**PROVIDED DATA**
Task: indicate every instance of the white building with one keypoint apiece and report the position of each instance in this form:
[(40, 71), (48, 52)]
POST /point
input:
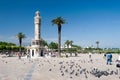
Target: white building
[(36, 48)]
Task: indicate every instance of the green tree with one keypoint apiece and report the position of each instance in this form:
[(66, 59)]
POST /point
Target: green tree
[(67, 43), (53, 45), (97, 42), (20, 36), (59, 21)]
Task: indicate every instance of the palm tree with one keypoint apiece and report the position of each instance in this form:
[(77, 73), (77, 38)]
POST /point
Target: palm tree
[(59, 21), (67, 43), (20, 36), (97, 42), (71, 42)]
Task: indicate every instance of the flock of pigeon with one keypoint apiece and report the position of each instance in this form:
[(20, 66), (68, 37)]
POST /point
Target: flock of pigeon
[(68, 68), (71, 69)]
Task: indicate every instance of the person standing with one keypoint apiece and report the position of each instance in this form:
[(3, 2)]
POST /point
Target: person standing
[(109, 58)]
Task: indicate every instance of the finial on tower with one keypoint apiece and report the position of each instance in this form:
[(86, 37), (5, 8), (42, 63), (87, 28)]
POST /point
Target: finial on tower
[(37, 13)]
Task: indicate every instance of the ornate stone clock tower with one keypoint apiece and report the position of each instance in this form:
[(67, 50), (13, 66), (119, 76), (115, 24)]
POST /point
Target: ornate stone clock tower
[(36, 46)]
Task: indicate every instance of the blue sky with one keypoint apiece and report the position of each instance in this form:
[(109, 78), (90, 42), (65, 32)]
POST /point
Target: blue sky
[(88, 21)]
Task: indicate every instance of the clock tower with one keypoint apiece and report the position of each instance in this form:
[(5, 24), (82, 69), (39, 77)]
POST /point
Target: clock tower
[(36, 48)]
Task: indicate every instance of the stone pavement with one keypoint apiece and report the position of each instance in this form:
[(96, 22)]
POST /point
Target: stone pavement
[(72, 68)]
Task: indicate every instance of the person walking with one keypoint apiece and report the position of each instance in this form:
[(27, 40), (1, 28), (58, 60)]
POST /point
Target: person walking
[(109, 58)]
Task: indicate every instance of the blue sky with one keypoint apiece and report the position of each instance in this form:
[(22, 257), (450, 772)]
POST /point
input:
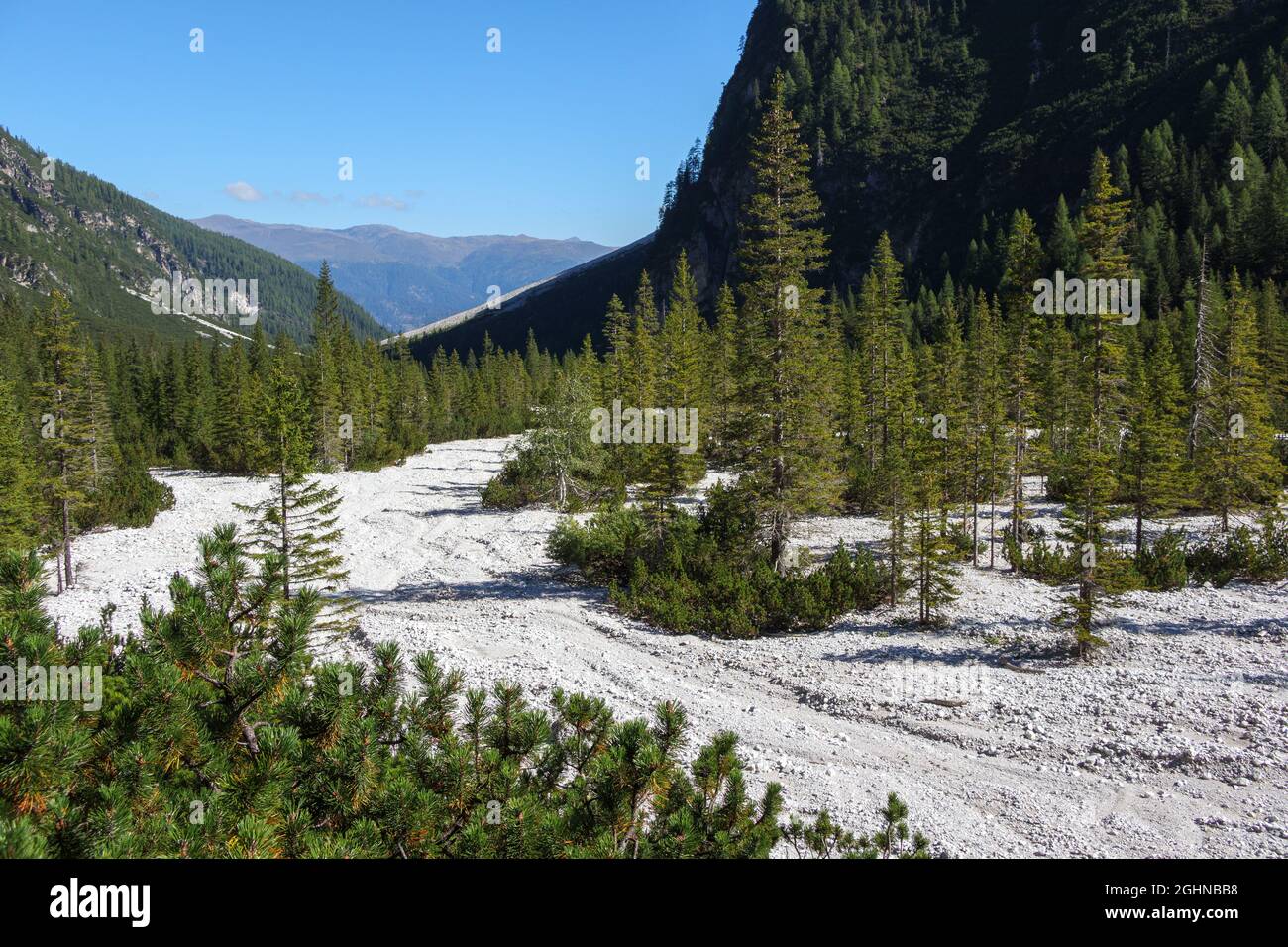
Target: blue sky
[(446, 137)]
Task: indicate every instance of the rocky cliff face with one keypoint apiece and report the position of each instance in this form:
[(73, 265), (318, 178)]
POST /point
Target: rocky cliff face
[(1001, 89)]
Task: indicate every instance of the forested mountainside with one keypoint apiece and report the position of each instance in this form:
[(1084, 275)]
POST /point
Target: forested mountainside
[(64, 230), (1012, 95), (407, 279)]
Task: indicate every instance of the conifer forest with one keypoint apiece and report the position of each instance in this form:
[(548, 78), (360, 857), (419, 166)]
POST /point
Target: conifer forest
[(907, 482)]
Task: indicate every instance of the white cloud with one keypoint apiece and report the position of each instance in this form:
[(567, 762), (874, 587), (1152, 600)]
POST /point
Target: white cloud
[(381, 201), (241, 191)]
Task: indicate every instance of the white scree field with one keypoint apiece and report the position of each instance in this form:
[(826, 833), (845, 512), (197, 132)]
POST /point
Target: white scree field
[(1172, 742)]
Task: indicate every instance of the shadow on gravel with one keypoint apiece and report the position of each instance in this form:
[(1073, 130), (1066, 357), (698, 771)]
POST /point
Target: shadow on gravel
[(917, 652), (514, 586), (1190, 626)]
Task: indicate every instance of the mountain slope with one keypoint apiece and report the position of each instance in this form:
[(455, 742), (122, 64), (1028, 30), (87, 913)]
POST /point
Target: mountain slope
[(407, 278), (103, 249), (1003, 89)]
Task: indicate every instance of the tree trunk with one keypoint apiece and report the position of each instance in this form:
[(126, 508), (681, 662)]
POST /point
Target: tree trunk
[(67, 543)]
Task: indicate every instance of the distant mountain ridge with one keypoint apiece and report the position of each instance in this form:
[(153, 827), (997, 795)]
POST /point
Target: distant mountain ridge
[(1003, 90), (407, 278), (64, 230)]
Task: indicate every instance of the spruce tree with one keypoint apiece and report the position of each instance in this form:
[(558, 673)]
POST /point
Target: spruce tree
[(1236, 466), (787, 405), (18, 474), (326, 368), (1022, 377), (986, 419), (724, 355), (673, 467), (64, 431), (296, 522), (1153, 475), (1099, 414)]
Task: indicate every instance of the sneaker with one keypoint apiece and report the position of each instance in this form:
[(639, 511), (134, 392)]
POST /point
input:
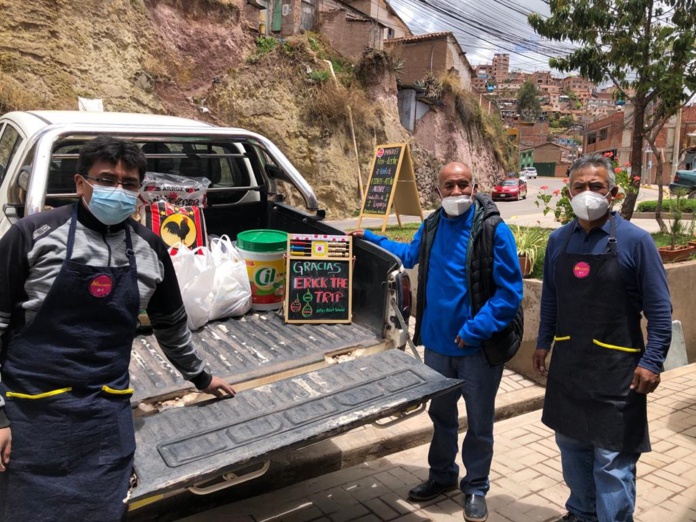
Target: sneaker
[(428, 490), (475, 509)]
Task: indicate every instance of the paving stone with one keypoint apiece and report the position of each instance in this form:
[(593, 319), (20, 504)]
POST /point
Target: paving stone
[(381, 509), (350, 513)]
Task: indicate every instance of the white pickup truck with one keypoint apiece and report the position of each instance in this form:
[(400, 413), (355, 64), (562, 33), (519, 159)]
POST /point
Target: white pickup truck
[(297, 383)]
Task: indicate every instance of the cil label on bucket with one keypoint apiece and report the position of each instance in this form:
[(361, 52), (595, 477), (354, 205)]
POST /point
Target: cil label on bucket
[(267, 279)]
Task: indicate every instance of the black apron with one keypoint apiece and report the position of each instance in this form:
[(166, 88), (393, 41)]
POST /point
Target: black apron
[(595, 353), (65, 381)]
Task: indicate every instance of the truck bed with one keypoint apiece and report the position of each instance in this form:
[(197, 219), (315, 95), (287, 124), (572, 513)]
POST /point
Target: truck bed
[(256, 345)]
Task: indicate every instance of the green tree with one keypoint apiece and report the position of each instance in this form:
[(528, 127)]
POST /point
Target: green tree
[(528, 102), (646, 48)]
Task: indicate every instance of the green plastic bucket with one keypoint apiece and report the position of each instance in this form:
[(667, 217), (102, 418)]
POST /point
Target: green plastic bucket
[(263, 252)]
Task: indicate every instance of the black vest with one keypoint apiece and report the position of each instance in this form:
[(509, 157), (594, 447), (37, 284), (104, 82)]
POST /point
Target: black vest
[(502, 345)]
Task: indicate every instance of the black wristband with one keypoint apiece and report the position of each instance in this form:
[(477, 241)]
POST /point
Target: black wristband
[(4, 421)]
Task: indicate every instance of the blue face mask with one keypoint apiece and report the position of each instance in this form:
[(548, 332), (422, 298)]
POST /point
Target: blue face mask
[(112, 205)]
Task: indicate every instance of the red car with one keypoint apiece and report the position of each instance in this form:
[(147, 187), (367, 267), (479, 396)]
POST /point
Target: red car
[(511, 188)]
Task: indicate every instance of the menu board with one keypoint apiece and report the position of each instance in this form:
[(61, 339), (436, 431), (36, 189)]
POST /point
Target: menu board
[(319, 279), (392, 183), (382, 178)]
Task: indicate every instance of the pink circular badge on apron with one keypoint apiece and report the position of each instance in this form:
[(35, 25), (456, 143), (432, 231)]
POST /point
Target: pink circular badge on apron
[(101, 286), (581, 270)]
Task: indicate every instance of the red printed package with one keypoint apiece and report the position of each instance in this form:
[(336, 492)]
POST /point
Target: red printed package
[(176, 224)]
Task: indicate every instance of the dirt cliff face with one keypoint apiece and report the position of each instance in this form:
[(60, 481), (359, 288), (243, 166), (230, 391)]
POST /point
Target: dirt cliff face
[(191, 58)]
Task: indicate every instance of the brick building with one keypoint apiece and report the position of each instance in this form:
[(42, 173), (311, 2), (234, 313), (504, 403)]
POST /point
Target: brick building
[(501, 67), (381, 11), (580, 86), (551, 159), (432, 54), (532, 134)]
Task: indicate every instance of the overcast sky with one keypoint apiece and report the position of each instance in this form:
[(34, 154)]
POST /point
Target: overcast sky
[(484, 27)]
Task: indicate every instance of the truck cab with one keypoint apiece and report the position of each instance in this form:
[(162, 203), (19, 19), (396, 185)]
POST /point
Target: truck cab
[(297, 383)]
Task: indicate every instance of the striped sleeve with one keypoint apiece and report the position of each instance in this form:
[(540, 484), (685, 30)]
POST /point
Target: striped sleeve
[(13, 273), (168, 318)]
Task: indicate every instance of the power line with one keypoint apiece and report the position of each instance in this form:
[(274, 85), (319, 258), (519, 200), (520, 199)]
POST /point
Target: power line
[(499, 26)]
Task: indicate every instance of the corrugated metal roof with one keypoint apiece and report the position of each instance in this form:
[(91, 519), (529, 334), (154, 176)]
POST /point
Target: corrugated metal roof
[(418, 38)]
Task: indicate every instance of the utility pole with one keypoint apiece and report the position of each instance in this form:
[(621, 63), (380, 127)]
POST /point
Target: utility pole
[(675, 145)]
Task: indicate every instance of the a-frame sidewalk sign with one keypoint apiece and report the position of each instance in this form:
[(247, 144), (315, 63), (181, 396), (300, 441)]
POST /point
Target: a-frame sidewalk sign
[(392, 183)]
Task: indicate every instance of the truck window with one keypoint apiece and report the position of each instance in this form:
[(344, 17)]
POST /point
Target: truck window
[(9, 141)]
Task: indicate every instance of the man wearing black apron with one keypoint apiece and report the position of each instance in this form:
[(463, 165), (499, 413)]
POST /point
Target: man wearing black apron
[(72, 282), (600, 274)]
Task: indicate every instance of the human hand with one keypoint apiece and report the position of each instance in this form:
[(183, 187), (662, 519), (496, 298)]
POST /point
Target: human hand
[(219, 388), (5, 447), (644, 381), (539, 361)]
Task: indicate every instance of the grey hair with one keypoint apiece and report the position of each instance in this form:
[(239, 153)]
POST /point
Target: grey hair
[(595, 159)]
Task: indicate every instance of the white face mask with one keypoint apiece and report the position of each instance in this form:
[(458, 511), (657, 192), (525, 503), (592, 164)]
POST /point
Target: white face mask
[(590, 206), (456, 205)]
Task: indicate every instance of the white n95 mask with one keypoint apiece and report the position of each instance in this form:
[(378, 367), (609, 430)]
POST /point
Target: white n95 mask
[(589, 205), (457, 205)]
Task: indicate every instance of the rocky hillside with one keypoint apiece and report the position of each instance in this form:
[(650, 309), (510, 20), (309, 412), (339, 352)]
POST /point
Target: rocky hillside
[(202, 59)]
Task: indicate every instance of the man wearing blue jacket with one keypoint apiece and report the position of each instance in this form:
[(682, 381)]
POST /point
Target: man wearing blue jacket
[(469, 290)]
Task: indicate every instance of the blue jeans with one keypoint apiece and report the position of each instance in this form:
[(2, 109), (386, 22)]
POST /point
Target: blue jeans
[(480, 386), (602, 483)]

**THE REQUEST**
Copy out the rows above word for word, starting at the line that contains "Task: indicate every instance of the white n95" and ending at the last line of the rows.

**TASK ANSWER**
Task: indicate every instance of the white n95 mask with one keypoint apiece and report the position of each instance in this form:
[(378, 367), (609, 430)]
POST /point
Target: white n95 mask
[(589, 205), (457, 205)]
Task: indicate every instance of the rocky hillside with one keypoint apiece and report the position of each instance in this form:
[(650, 309), (510, 20), (309, 412), (339, 352)]
POST /point
Target: rocky hillside
[(202, 59)]
Task: indicate every instance of the man wearing blue jacket with one keypoint apiece and report the position of each instance in this form:
[(682, 381)]
POST /point
Target: man wearing blue jacket
[(469, 290)]
Task: indicate every instance of the blue jeans with one keypoint apiece and report the position of each instance in this form:
[(2, 109), (386, 22)]
POST /point
Target: blue jeans
[(480, 386), (602, 483)]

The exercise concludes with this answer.